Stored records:
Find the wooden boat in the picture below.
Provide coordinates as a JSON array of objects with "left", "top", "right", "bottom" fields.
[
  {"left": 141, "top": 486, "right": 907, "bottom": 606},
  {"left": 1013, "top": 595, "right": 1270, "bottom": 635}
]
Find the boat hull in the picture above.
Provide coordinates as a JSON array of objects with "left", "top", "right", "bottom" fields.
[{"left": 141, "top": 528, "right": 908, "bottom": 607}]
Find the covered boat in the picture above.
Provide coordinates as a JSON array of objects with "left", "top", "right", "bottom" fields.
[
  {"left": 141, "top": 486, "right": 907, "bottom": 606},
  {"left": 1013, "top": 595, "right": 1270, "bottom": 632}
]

*EXERCISE DESCRIPTION*:
Please swap each "boat" in the rows above for "vessel" and reproduce them otherwise unchanged.

*FINAL ANSWER*:
Find the wooden vessel in the picture below.
Provide coordinates as a JSON array of objects with "left", "top", "right", "bottom" fields.
[
  {"left": 141, "top": 486, "right": 907, "bottom": 606},
  {"left": 1013, "top": 595, "right": 1270, "bottom": 635}
]
Find the vessel hull in the picture above.
Provide coordinates as a JSON array of objects with "left", "top", "right", "bottom" fields.
[{"left": 141, "top": 528, "right": 908, "bottom": 607}]
Find the covered vessel in the picture above.
Provide coordinates as a JSON array of objects with "left", "top", "right", "bottom" fields.
[
  {"left": 141, "top": 486, "right": 907, "bottom": 606},
  {"left": 1013, "top": 595, "right": 1270, "bottom": 632}
]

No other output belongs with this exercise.